### Records for the task
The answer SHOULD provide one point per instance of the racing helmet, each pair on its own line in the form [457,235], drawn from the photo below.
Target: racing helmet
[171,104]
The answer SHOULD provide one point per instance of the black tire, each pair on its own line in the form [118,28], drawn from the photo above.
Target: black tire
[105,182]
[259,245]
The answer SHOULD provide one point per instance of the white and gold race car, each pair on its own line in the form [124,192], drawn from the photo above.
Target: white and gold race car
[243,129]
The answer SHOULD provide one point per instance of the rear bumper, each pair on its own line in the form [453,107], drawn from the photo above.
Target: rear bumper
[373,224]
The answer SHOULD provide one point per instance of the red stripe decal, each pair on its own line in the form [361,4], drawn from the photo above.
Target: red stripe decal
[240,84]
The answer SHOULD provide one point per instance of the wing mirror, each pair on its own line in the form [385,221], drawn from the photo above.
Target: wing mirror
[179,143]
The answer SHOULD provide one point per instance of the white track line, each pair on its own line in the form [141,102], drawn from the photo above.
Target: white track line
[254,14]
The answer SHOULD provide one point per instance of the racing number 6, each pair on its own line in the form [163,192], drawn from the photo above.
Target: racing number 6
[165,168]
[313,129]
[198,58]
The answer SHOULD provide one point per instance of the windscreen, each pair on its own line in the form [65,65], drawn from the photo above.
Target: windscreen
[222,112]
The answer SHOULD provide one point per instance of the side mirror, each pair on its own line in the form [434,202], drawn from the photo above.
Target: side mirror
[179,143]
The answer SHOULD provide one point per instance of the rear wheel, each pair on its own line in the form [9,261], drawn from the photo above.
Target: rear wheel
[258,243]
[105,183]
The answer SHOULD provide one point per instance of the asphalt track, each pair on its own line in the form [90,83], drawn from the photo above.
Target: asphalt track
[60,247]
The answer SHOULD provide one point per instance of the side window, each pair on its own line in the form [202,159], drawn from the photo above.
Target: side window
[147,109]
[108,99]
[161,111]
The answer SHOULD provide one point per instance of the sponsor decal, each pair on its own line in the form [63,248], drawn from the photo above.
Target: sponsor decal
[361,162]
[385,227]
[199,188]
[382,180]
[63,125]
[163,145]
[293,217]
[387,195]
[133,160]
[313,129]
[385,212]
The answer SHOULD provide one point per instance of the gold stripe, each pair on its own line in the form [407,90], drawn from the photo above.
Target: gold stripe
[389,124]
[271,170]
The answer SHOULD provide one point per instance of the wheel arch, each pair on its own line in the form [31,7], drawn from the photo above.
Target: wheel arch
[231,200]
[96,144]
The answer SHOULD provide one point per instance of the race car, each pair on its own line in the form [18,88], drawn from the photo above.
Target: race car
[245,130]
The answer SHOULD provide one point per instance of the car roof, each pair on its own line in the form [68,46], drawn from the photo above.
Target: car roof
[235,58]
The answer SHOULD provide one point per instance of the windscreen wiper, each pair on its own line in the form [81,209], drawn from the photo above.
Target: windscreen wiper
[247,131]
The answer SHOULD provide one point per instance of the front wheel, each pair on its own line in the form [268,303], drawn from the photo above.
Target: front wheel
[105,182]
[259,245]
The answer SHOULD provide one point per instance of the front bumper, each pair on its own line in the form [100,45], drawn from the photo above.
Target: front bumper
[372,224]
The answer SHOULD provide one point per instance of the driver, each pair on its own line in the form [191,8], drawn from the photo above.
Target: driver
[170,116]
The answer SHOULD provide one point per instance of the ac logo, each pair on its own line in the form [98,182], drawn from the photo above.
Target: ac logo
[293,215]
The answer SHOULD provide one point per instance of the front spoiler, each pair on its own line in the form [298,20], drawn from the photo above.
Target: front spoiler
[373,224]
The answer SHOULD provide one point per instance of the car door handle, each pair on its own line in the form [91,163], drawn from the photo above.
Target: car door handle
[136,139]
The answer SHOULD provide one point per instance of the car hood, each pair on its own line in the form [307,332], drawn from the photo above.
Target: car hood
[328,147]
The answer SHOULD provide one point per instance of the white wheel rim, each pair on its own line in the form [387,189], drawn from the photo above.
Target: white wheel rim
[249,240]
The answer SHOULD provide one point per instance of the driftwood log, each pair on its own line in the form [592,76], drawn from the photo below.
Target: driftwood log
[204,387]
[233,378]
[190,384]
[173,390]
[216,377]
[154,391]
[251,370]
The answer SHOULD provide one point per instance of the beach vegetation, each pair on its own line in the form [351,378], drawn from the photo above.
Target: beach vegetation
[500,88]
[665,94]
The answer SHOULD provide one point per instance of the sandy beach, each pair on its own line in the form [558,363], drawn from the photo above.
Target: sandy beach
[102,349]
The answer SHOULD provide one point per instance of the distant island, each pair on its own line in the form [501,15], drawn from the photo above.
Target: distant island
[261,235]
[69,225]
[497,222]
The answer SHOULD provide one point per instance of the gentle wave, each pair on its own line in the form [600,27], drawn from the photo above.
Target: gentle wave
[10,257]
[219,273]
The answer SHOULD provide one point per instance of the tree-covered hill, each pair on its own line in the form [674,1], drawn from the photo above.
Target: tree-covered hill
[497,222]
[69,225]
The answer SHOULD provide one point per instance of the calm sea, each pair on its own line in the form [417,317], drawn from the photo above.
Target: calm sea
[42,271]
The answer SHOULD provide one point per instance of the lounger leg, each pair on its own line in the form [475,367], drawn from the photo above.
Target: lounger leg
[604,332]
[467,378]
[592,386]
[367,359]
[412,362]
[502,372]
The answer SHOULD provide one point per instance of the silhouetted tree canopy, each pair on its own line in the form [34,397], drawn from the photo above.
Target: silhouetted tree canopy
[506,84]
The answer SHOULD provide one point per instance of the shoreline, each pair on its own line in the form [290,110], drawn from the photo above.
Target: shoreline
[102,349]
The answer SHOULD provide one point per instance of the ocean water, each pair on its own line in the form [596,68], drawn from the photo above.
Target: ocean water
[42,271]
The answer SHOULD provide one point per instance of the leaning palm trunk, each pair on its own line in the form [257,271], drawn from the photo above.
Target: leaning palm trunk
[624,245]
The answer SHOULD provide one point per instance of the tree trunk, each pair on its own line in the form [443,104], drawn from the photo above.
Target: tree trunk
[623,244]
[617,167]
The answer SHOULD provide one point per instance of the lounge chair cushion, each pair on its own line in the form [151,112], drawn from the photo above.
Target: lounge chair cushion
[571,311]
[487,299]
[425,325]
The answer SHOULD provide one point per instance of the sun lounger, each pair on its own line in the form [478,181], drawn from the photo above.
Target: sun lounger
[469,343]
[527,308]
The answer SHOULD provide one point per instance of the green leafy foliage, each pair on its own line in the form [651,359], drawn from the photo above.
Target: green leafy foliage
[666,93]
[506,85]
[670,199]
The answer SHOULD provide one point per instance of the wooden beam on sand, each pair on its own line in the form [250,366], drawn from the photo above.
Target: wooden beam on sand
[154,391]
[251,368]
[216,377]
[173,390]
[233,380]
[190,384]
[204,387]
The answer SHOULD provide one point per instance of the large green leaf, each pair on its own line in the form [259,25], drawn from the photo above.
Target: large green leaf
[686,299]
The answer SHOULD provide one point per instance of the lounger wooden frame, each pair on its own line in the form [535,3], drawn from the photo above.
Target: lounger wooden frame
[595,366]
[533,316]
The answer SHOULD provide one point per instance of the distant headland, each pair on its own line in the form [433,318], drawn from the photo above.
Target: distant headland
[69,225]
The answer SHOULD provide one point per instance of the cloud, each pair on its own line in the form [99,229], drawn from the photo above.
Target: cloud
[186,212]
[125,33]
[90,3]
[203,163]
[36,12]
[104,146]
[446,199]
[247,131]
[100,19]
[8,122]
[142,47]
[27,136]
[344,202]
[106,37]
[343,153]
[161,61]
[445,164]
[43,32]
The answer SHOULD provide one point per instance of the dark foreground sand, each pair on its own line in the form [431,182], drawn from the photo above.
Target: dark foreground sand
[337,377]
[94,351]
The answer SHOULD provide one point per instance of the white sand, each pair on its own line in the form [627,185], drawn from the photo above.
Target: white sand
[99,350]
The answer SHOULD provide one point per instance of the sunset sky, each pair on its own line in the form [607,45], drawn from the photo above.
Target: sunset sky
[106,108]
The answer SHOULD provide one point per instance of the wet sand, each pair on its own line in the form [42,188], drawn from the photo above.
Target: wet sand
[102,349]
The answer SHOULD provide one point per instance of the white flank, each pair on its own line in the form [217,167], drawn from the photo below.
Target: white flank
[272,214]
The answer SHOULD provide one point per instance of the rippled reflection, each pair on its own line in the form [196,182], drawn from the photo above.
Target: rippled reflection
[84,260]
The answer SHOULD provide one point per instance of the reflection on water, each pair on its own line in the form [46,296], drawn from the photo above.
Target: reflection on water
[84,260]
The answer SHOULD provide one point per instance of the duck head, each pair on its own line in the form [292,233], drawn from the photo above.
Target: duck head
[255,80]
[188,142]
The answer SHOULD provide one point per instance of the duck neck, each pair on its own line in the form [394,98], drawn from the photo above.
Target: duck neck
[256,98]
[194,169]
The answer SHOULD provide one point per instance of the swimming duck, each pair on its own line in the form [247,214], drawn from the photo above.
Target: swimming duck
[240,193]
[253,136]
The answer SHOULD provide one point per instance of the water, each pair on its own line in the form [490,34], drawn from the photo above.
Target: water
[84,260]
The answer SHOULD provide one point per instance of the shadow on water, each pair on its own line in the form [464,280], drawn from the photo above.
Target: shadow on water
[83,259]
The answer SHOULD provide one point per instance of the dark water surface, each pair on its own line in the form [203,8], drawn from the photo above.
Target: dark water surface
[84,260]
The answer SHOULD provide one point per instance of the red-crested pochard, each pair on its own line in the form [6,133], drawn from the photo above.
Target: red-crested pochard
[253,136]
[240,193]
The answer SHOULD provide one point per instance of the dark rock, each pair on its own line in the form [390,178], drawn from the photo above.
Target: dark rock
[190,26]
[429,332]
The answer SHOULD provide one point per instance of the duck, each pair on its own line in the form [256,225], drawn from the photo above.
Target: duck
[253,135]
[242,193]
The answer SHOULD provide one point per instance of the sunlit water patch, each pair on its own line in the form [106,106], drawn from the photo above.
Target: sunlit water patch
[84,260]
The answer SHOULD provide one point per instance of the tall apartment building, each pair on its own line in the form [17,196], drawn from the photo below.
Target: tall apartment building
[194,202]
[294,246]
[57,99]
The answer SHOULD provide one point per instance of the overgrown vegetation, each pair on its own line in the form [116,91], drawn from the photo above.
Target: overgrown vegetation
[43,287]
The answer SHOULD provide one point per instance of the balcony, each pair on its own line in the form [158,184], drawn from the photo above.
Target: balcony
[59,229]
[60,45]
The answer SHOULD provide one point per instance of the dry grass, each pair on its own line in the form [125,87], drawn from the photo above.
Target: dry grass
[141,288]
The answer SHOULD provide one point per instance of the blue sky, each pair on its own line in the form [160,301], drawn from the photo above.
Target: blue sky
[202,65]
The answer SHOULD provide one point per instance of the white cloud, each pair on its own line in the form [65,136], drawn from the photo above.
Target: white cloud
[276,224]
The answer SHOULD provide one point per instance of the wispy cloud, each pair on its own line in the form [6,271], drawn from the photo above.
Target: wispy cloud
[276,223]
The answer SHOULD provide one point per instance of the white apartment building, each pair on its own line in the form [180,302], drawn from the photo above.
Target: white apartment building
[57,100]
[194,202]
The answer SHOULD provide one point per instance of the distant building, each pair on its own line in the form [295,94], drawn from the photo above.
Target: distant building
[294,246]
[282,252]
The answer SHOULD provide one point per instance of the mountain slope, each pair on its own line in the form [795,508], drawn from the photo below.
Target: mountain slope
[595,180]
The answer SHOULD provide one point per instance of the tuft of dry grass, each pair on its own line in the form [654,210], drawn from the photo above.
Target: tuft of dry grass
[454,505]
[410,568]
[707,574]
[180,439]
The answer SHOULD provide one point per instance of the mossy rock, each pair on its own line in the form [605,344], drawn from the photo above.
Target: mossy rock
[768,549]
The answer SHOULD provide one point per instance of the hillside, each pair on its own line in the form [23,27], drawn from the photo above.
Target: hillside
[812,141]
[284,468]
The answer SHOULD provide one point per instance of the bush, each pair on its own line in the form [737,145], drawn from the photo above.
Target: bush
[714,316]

### What needs to be done
Return, word for word, each line from the line that contains "The answer SHOULD provide one point per instance of the mountain" to the end of the listing above; include both end lines and nothing else.

### Output of the exercise
The answer SHOULD provide one point per instance of the mountain slope, each pair on its own line in the form [795,508], drawn from the photo below.
Target: mountain slope
[595,180]
The answer SHOULD provide one point per instance of the tuft of dry grass, each pair on its own line in the form [654,210], drawn from the photo above.
Target: tuft of dry grass
[454,505]
[410,568]
[707,574]
[180,439]
The answer SHOULD provide one point per instance of the mossy rock, each pair on its own line in the form [605,344], drawn from the photo above.
Target: mossy rock
[768,549]
The answer SHOULD provide one point per instance of the hillside, each pair on its own line in the form [23,27], drawn from the photo above.
Target: hillside
[812,141]
[284,468]
The answer SHOULD provide one point per instance of the bush, each pair on its own line in the form [737,145], drawn from the photo above.
Target: bush
[714,316]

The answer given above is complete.